Items in a dataset

[Begin]

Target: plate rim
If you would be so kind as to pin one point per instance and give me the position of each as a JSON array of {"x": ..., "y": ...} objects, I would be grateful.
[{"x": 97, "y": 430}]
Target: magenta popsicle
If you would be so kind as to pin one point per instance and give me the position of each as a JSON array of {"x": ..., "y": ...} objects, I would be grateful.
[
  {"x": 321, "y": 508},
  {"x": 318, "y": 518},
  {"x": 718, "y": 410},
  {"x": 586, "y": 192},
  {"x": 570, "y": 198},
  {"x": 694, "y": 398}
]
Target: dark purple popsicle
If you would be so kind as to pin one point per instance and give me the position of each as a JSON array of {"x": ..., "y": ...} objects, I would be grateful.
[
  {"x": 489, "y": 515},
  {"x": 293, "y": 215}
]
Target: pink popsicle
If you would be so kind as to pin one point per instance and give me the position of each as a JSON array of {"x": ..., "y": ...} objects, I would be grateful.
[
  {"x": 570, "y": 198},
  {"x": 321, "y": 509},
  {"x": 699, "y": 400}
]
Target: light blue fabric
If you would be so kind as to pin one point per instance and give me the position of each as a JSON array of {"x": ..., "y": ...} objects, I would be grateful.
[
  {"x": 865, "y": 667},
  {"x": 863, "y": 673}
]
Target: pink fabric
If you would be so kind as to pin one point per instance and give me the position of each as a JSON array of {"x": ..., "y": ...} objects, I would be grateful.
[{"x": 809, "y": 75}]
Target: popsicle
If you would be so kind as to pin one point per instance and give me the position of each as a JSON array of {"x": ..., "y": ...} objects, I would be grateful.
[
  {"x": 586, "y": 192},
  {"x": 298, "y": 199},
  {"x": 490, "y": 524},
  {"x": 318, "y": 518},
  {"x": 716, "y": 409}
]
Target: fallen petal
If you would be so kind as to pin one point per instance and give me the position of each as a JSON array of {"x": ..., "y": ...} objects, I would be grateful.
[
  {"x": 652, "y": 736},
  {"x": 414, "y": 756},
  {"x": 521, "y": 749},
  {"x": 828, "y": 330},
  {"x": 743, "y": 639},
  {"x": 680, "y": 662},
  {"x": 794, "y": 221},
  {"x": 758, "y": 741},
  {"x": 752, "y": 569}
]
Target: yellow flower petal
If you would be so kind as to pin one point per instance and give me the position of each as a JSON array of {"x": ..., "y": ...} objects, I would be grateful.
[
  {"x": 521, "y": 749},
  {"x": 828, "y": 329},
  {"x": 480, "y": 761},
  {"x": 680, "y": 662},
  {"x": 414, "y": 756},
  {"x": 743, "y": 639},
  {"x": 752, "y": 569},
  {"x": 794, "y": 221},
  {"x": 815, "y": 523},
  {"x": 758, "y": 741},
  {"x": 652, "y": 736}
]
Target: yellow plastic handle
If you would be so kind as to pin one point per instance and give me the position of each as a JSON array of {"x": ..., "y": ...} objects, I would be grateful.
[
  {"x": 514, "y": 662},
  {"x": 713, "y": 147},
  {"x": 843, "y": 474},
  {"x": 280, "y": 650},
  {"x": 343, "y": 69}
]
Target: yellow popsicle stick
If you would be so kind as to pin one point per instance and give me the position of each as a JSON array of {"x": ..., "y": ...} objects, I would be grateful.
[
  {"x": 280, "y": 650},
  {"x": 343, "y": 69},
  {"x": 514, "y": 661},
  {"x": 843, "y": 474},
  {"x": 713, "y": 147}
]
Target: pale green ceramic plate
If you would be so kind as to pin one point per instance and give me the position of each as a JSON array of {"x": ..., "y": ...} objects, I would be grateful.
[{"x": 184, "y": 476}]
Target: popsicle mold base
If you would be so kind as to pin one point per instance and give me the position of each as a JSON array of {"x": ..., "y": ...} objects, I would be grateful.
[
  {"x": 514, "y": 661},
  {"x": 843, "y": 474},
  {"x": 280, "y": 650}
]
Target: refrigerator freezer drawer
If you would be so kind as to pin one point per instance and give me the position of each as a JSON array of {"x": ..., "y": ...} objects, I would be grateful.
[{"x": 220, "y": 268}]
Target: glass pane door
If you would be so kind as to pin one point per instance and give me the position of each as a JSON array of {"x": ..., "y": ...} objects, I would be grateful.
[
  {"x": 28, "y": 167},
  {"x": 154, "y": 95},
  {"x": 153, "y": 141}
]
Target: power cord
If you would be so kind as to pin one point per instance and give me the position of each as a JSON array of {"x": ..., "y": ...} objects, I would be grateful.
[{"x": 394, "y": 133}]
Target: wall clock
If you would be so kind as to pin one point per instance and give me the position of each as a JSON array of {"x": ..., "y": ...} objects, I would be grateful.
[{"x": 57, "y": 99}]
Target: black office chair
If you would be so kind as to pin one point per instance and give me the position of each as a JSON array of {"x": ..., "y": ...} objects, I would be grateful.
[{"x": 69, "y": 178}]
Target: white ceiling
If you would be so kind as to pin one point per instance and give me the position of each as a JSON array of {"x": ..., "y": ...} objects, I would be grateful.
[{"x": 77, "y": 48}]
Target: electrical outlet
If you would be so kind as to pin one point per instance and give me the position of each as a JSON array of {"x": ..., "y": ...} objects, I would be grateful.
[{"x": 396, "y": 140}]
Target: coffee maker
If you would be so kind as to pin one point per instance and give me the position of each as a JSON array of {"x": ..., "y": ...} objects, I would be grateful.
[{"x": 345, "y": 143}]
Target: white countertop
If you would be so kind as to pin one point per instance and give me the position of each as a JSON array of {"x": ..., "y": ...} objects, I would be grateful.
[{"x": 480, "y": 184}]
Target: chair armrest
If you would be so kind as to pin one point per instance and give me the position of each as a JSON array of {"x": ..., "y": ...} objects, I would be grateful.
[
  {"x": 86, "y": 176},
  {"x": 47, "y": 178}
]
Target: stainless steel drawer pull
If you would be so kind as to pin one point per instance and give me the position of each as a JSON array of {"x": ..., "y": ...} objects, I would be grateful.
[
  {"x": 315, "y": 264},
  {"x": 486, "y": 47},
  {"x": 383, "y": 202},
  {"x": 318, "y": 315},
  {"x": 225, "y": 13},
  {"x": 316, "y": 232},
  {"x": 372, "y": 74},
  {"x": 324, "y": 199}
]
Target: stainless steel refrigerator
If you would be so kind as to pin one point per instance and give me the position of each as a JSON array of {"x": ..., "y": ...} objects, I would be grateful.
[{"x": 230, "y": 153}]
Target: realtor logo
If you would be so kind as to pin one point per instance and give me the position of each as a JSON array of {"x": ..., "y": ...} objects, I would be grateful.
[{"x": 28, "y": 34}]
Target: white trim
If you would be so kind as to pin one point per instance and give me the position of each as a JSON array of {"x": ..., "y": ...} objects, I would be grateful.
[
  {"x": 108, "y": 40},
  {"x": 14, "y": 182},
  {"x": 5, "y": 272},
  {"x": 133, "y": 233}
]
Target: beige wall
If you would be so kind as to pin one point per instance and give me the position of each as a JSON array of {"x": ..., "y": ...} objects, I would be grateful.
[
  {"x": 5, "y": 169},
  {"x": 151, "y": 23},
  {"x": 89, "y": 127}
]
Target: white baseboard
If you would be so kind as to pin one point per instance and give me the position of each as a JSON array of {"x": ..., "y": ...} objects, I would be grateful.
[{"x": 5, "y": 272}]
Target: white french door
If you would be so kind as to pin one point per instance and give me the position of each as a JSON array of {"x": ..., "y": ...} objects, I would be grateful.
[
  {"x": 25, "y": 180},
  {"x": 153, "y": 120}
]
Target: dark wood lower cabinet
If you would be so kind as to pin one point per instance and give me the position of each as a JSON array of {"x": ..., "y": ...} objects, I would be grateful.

[End]
[Begin]

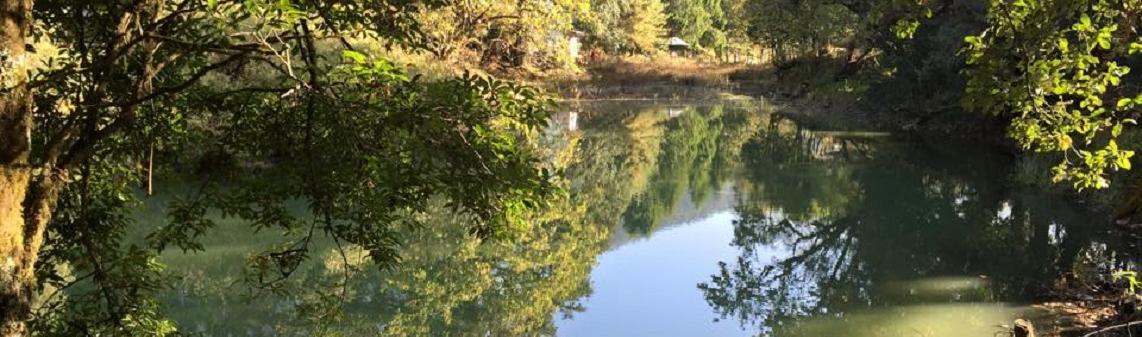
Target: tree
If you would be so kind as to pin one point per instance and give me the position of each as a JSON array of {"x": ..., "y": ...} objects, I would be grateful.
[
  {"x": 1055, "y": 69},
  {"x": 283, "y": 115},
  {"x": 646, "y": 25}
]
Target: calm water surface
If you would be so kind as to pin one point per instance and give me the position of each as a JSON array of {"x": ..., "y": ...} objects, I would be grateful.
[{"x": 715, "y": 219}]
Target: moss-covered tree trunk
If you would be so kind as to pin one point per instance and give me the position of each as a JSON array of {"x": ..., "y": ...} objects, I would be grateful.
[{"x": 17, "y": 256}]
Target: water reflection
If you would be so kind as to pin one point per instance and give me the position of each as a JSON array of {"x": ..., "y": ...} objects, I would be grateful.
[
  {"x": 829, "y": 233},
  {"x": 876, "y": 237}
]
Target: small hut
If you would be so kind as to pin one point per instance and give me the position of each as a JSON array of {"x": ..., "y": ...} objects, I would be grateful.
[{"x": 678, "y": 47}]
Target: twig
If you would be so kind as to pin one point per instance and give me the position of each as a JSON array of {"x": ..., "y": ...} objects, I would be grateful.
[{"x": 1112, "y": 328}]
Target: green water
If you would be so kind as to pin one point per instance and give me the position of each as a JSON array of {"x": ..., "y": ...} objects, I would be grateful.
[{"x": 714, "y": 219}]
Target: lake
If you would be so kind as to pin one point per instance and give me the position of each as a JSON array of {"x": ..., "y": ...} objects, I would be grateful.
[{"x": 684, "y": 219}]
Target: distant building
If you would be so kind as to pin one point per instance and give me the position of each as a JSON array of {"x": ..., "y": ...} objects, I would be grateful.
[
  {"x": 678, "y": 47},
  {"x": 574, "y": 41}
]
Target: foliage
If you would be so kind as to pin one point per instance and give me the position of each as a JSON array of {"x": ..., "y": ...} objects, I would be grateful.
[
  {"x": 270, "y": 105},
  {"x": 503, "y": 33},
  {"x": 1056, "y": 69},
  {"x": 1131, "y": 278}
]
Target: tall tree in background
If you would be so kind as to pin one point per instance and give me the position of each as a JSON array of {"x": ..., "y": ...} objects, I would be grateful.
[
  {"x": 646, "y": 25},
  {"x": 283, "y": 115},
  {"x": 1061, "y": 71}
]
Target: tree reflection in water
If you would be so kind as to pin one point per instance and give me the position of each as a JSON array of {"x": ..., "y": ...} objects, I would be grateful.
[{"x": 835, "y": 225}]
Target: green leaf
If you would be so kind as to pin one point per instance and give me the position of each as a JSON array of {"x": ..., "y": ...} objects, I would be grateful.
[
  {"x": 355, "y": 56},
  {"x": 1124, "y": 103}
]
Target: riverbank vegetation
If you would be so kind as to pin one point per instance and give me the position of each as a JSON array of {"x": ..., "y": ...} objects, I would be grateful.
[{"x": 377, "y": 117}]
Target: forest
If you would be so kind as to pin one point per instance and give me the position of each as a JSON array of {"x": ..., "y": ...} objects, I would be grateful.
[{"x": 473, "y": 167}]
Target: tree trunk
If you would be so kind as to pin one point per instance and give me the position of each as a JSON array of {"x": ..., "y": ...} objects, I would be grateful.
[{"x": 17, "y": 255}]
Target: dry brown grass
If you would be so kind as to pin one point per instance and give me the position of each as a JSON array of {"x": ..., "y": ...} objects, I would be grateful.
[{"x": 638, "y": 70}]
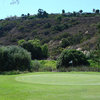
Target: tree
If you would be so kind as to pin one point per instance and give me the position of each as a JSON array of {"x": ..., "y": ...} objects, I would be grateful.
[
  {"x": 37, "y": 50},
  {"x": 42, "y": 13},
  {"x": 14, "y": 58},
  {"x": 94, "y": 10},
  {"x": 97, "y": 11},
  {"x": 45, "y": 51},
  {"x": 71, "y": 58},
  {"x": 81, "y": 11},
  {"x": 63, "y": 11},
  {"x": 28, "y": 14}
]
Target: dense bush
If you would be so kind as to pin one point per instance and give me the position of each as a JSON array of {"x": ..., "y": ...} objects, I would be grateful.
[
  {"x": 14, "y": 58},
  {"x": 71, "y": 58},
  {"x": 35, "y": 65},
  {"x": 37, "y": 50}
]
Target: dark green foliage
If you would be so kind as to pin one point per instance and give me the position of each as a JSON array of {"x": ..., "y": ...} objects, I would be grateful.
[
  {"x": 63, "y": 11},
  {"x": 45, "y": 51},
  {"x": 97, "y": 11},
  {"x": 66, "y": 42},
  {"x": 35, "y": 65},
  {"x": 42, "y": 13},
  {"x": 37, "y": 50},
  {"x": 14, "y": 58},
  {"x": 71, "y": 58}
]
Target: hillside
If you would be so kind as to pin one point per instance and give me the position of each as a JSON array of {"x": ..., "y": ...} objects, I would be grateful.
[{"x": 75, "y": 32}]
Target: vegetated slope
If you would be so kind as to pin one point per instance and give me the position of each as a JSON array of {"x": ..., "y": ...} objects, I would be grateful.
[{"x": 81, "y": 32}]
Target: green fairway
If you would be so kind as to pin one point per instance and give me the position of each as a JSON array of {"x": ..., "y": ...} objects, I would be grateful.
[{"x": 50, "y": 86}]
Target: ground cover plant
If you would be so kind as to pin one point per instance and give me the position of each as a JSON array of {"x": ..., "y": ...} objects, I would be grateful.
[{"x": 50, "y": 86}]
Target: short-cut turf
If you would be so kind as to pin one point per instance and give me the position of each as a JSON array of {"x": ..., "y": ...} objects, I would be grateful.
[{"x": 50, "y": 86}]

[End]

» WHAT IS REQUIRED: Locate every line in the data above that contains the word "white", and copy each of those lines.

» RESPONSE TO THE EXERCISE:
Target: white ceiling
Target: white countertop
Target: white trim
Target: white baseboard
Target: white french door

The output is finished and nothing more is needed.